▶ [Work instructions]: Each line below should be reproduced without any alteration.

══ Supplied material

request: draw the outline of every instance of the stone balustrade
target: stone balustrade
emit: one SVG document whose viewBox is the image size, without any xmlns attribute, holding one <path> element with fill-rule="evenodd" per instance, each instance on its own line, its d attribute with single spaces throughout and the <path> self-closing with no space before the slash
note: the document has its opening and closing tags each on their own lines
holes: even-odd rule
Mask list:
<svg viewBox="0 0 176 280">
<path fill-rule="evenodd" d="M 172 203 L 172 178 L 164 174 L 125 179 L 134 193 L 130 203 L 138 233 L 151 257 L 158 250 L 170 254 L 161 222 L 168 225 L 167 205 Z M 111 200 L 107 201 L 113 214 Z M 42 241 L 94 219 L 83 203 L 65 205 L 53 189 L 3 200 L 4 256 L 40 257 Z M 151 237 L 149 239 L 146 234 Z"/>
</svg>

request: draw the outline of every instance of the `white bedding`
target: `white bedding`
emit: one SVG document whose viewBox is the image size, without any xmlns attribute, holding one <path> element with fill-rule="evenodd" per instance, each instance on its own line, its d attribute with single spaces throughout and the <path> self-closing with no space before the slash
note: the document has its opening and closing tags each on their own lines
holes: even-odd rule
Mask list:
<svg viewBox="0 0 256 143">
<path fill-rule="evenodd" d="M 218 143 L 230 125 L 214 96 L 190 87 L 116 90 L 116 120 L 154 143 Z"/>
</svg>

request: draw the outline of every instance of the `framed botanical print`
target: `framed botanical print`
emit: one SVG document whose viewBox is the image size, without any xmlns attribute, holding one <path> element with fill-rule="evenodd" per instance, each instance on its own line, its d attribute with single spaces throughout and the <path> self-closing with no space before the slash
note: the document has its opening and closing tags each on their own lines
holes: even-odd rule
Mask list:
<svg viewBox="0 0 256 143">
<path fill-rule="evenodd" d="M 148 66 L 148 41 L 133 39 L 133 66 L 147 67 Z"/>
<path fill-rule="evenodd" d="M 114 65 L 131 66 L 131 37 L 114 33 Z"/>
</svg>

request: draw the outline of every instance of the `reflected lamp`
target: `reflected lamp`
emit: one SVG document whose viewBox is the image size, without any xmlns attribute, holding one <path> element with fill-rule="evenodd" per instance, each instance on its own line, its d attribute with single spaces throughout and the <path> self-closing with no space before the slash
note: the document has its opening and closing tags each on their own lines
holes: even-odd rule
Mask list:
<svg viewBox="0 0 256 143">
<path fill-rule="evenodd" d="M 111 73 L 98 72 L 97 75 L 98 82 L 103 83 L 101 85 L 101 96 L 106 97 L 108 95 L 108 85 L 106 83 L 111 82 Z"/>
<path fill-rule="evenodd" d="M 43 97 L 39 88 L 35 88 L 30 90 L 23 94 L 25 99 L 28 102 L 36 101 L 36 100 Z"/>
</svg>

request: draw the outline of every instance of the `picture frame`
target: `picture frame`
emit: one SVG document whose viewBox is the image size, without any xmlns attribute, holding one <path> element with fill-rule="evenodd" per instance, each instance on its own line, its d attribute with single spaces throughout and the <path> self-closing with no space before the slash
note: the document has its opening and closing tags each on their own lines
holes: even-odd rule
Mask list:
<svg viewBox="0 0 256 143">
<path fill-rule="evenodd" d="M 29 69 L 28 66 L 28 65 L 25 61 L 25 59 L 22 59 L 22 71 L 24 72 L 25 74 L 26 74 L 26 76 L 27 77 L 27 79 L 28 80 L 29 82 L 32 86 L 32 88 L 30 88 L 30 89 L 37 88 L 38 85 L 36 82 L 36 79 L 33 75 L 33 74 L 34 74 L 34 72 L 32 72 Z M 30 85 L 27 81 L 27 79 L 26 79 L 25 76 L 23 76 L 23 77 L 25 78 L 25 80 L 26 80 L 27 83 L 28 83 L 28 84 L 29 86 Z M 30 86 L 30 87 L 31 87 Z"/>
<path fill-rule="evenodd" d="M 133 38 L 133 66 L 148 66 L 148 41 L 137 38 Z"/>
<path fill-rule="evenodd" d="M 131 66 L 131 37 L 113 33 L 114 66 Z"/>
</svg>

════

▶ [Exercise output]:
request: draw the outline of every instance of the stone balustrade
target: stone balustrade
emit: one SVG document whose viewBox is the image size, without any xmlns attribute, holding one <path> element with fill-rule="evenodd" per instance, each instance on its own line, its d attribute with single spaces throughout and the <path> self-closing with no space before the slash
note: the document has its opening and closing tags each on their own lines
holes: even-odd rule
Mask list:
<svg viewBox="0 0 176 280">
<path fill-rule="evenodd" d="M 172 203 L 172 178 L 164 174 L 125 179 L 134 193 L 130 203 L 138 233 L 151 257 L 158 250 L 170 254 L 161 222 L 168 225 L 167 205 Z M 111 200 L 107 201 L 113 214 Z M 42 241 L 94 219 L 83 203 L 65 205 L 53 189 L 3 200 L 4 256 L 40 257 Z M 151 237 L 149 239 L 146 234 Z"/>
</svg>

request: draw the outline of every instance of the `white bedding`
target: `white bedding`
emit: one SVG document whose viewBox is the image size, without any xmlns attribute, holding one <path> element with fill-rule="evenodd" per instance, each instance on its own line, its d attribute with single spaces throughout and the <path> self-closing with no space before the slash
note: the document has its opening and closing tags each on their own lines
holes: even-odd rule
Mask list:
<svg viewBox="0 0 256 143">
<path fill-rule="evenodd" d="M 218 143 L 230 125 L 214 96 L 190 87 L 116 90 L 116 120 L 154 143 Z"/>
</svg>

request: draw the outline of every instance of the `framed botanical print`
target: `framed botanical print`
emit: one SVG document whose viewBox is the image size, without any xmlns attribute, holding one <path> element with fill-rule="evenodd" per instance, each instance on its own line, its d attribute with single spaces throughout and the <path> self-closing with no space before the slash
note: the document has its opening and closing tags each on their own lines
holes: even-odd rule
Mask list:
<svg viewBox="0 0 256 143">
<path fill-rule="evenodd" d="M 148 66 L 148 41 L 133 39 L 133 66 L 147 67 Z"/>
<path fill-rule="evenodd" d="M 114 65 L 131 66 L 131 37 L 114 33 Z"/>
</svg>

request: draw the outline of every instance of the `reflected lamp`
target: `reflected lamp`
emit: one SVG document whose viewBox is the image size, without any xmlns attribute, holding one <path> element with fill-rule="evenodd" per instance, each instance on its own line, its d attribute with single spaces throughout and the <path> self-closing with no space before the slash
note: the document has its opening and closing tags each on their own lines
holes: even-odd rule
Mask list:
<svg viewBox="0 0 256 143">
<path fill-rule="evenodd" d="M 111 73 L 98 72 L 97 75 L 98 82 L 103 83 L 101 85 L 101 96 L 106 97 L 108 95 L 108 85 L 106 83 L 111 82 Z"/>
<path fill-rule="evenodd" d="M 43 97 L 39 88 L 35 88 L 30 90 L 23 94 L 25 99 L 28 102 L 36 101 L 36 100 Z"/>
</svg>

request: draw the outline of every instance of the `picture frame`
target: `picture frame`
emit: one SVG document whose viewBox is the image size, without any xmlns attribute, holding one <path> element with fill-rule="evenodd" per instance, each instance on its own line, its d attribute with single spaces throughout and the <path> self-closing with no space before the slash
note: the document has its opening and closing tags each on their own lines
holes: even-odd rule
Mask list:
<svg viewBox="0 0 256 143">
<path fill-rule="evenodd" d="M 29 69 L 28 66 L 28 65 L 25 61 L 25 59 L 22 59 L 22 71 L 24 72 L 25 74 L 26 74 L 26 76 L 27 77 L 27 79 L 28 80 L 29 82 L 32 86 L 32 88 L 30 88 L 30 89 L 37 88 L 38 85 L 36 82 L 36 79 L 33 75 L 33 74 L 34 74 L 34 72 L 32 72 Z M 30 85 L 27 81 L 27 79 L 26 79 L 25 76 L 23 76 L 23 77 L 25 78 L 25 80 L 26 80 L 27 83 L 28 83 L 28 84 L 29 86 Z M 30 86 L 30 87 L 31 87 Z"/>
<path fill-rule="evenodd" d="M 133 38 L 133 66 L 148 66 L 148 41 L 137 38 Z"/>
<path fill-rule="evenodd" d="M 131 66 L 131 37 L 113 33 L 114 66 Z"/>
</svg>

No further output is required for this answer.